> Exercise
Reproduce the data word for word, keeping every line complete.

*** Opening of Supplied data ***

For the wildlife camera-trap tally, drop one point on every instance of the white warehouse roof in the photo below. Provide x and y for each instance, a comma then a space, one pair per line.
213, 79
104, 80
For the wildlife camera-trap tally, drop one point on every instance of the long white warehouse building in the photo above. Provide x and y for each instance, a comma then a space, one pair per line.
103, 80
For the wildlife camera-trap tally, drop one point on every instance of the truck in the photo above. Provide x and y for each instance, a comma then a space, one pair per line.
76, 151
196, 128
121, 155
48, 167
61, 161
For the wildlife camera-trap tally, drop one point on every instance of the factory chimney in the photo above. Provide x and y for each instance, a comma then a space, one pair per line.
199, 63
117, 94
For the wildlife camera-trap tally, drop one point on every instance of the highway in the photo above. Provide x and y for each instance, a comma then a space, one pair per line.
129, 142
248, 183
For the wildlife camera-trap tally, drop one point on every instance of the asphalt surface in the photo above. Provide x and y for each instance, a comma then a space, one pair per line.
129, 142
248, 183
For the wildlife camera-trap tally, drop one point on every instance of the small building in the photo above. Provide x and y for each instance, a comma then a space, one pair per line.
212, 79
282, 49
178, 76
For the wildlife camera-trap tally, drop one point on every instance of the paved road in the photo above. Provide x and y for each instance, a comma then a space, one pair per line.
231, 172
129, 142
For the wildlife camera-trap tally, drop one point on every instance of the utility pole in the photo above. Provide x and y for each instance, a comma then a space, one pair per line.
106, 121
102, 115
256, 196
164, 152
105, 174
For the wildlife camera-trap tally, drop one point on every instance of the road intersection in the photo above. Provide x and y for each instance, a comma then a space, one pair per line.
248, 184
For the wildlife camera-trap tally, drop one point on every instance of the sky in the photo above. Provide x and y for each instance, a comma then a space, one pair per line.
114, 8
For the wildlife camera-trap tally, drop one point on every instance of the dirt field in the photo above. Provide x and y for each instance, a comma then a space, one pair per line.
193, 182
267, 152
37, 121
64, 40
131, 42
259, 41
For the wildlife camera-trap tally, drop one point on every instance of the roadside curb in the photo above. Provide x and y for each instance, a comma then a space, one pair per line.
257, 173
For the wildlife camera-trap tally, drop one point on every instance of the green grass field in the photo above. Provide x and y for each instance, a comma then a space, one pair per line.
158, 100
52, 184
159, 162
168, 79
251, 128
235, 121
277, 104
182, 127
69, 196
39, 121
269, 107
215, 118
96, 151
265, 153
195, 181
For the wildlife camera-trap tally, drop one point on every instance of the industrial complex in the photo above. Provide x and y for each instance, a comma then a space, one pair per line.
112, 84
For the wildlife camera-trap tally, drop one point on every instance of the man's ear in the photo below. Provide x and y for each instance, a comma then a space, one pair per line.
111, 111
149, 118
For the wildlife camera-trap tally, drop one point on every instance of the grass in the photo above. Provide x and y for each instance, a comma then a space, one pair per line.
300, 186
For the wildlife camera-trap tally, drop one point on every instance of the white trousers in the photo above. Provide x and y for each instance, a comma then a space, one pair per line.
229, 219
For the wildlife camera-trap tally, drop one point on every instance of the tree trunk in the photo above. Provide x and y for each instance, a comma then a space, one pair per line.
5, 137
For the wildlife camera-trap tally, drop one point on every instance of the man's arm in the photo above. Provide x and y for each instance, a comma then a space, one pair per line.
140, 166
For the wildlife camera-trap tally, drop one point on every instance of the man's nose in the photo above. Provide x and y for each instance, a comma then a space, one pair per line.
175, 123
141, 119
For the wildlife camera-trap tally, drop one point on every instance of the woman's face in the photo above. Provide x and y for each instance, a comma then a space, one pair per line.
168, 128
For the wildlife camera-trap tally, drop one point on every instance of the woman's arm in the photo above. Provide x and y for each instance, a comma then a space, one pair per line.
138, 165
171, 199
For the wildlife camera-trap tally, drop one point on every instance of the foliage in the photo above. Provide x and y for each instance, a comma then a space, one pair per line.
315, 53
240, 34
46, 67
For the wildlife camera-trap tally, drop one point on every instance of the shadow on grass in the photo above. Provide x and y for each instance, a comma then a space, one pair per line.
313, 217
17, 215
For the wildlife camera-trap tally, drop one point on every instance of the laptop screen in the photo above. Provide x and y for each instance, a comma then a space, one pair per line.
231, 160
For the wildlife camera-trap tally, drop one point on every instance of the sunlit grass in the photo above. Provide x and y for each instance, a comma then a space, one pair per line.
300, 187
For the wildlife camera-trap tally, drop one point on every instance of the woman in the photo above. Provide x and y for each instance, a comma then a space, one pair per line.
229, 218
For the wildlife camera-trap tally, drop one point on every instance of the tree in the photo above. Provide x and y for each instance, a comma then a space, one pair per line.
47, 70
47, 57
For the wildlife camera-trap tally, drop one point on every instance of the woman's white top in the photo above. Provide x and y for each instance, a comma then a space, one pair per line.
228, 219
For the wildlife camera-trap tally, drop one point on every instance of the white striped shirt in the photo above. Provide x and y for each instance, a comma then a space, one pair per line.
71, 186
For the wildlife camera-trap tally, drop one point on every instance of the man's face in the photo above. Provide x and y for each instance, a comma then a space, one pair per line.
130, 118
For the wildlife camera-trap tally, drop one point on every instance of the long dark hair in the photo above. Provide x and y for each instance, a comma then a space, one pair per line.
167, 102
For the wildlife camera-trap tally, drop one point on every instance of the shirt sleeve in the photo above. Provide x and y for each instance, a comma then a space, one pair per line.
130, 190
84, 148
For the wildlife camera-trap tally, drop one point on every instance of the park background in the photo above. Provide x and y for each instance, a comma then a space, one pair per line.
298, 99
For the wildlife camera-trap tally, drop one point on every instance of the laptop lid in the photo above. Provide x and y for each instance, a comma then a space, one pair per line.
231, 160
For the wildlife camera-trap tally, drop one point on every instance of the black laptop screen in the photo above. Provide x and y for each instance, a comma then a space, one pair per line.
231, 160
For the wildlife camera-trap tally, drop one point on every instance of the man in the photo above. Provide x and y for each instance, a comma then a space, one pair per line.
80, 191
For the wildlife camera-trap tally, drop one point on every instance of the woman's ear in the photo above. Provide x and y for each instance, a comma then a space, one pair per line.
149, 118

*** Close of Supplied data ***

> Result
For the wildlife camera-trap tally, drop one point on every instance of the white warehouse roof in the photo below. Provide x and y for each instance, a comma then a space, one pair per line.
213, 79
104, 80
For the wildlife camera-trap tally, drop one point on every instance of the long white warehouse building in the photo above. Provide x and y for each instance, a comma then a space, one pair per line.
103, 80
For the wildlife camera-trap tally, drop one point on every instance of the truck in the photo above. Provide x and y for each instance, a comma then a space, one pair per line.
76, 151
196, 128
121, 155
48, 167
61, 161
For the wildlife camera-trap tally, drop one point on every instance of the factory chimney in the photo above. Provide x and y for each instance, a comma then a space, one pair per line.
199, 63
117, 94
For the wildlife camera-trap tally, drop one point on every instance of the highway in the photo above. Provide x and y for each instance, a comma then a space, one pair per line.
129, 142
248, 183
For the wildlife camera-trap tally, drop one point on every instance of the asphalt surface in the photo above. Provide x and y for each instance, a comma then a space, one pair per line.
129, 142
248, 183
For the wildlife camera-trap tally, drop one point on every instance of the small building in the photo above. Provide x and y for each instance, a comma then a space, one pair per line.
212, 79
282, 49
178, 76
For the wildlife camera-trap tally, drop one point on every instance of the paved road in the photo above. Provide x and y for each instance, a comma then a space, one pair per line.
231, 172
129, 142
For the wildlife camera-trap tally, drop one point on every instance of the utility pole in the photo above. Provide x and y for each instance, a comma then a space, one pair per line.
106, 121
102, 115
256, 196
164, 152
105, 174
For the wildlife camera-trap tally, drop one point on every instance of the road intersection in the photo above. Provide x and y for each instance, a comma then a space, one pair per line.
248, 184
For the wildlife camera-trap tally, drop one point on every instance of the sky in the photo above. Provide x and y for each instance, a comma then a space, one pair per line.
114, 8
For the wildlife camera-trap tally, drop one point on every instance of the dirt field in the photo above. Provide x and y for each instance, a comma then a space, one pair per line.
193, 182
267, 152
37, 121
64, 40
131, 42
259, 41
For the wildlife camera-trap tally, drop one point on every instance of the roadside curb in the photo above. Provide x and y for each instance, a comma then a space, one pair per line.
257, 173
For the wildlife camera-trap tally, drop one point on every instance of the green grass field in the photo above. Provide x and y for each instance, a comma then a space, one pair per line.
158, 100
52, 184
159, 162
168, 79
251, 128
235, 121
277, 104
182, 127
69, 196
39, 121
269, 107
215, 118
96, 151
265, 153
195, 181
For the wildlife camera-trap tally, drop one point on every instance of the industrial complex in the photo above. Provide x and y for each instance, a comma then a space, one pair per line.
112, 84
For the wildlife camera-trap tally, drop one point on every instance of the man's ear in the photo below. Provide x and y for each instance, a comma then a space, one pair per line.
111, 111
149, 118
For the wildlife camera-trap tally, drop one point on every instance of the grass in the photo above. Provide x and y for each instance, a comma then a space, one pair per line.
300, 186
For the wildlife camera-trap tally, drop one point on every instance of the white trousers in the photo above. Provide x and y for each instance, a comma then a space, one pair per line.
229, 219
For the wildlife camera-trap tally, drop one point on every instance of the tree trunk in the photo above. Provide x and y for each instance, a comma then a space, one pair per line.
5, 137
For the wildlife camera-trap tally, drop one point on every instance of the man's arm in the photo above. Provide x and y for each instance, a comma then a space, one pair per line.
140, 166
For the wildlife camera-trap tally, drop one point on every instance of the man's nose in the photo above. Provide x and y for each instance, a comma then a space, one pair per line.
175, 123
141, 119
For the wildlife camera-trap tally, drop one point on every instance of the woman's face in the photo above. Provide x and y for each instance, a comma then a space, one pair per line.
168, 128
For the wildlife camera-trap tally, drop one point on every instance of the woman's arm in the photo above. Provide x and y for each instance, a comma then a space, one pair per line.
138, 165
171, 199
For the wildlife camera-trap tally, drop one point on every instance of the foliage in the photo above. Provide x and y for each instance, a comma then a space, one pair per line.
315, 53
240, 34
46, 67
For the wildlife camera-trap tally, drop one point on every instance of the shadow on grass in the photo above. Provide x and y for each instance, a comma then a space, one pair per line.
313, 217
17, 215
For the wildlife camera-trap tally, drop one point on every instance of the laptop screen in the photo above. Provide x and y for each instance, a comma then a space, one pair per line.
231, 160
For the wildlife camera-trap tally, drop one point on every instance of the sunlit grass in the photo above. Provide x and y for each instance, a comma then a space, one pair per line.
300, 187
For the wildlife camera-trap tally, drop one point on every instance of the woman in the photo above. Provide x and y for each instance, a comma then a space, one pair per line.
229, 218
For the wildlife camera-trap tally, drop one point on every instance of the tree in the photo above. Provide x and y for each instance, a comma then a space, one pair per line.
47, 70
47, 57
For the wildlife camera-trap tally, drop one point on every instance of the woman's white top in the photo above. Provide x and y for each instance, a comma then a space, one pair per line.
228, 219
For the wildlife camera-trap tally, drop one point on every instance of the white striped shirt in the photo above. Provide x and y for each instance, a comma then a space, one pair per line.
71, 186
For the wildlife camera-trap tally, drop one point on every instance of the man's face in the photo above. Provide x and y for each instance, a comma then a space, one pair per line.
130, 118
For the wildlife camera-trap tally, drop one point on every instance of the long dark hair in the photo above. Provide x and y for each instance, a comma then a space, one pair per line.
167, 102
For the wildlife camera-trap tally, drop one point on every instance of the shirt sleeve in the photo above. Provide x and y for each instance, a comma then a space, one pair per line.
130, 190
84, 148
For the wildlife camera-trap tally, drop one point on every instance of the park background in the photo above. Provide x and y for each instance, a comma then a space, one pair per line.
298, 99
For the wildlife camera-trap tally, drop one point on every instance of the laptop lid in the photo above. Provide x and y for each instance, a comma then a space, one pair per line.
231, 160
For the wildlife camera-trap tally, drop one point on every instance of the black laptop screen in the photo above. Provide x and y for each instance, a comma then a space, one pair per line.
231, 160
For the wildlife camera-trap tally, drop one point on every instance of the man in the photo above. Provide x and y for each instance, a comma then a space, one pair per line.
80, 191
For the wildlife camera-trap tally, drop one point on every instance of the woman's ear in the photo above. Provide x and y for each instance, a comma then a space, one pair per line.
149, 118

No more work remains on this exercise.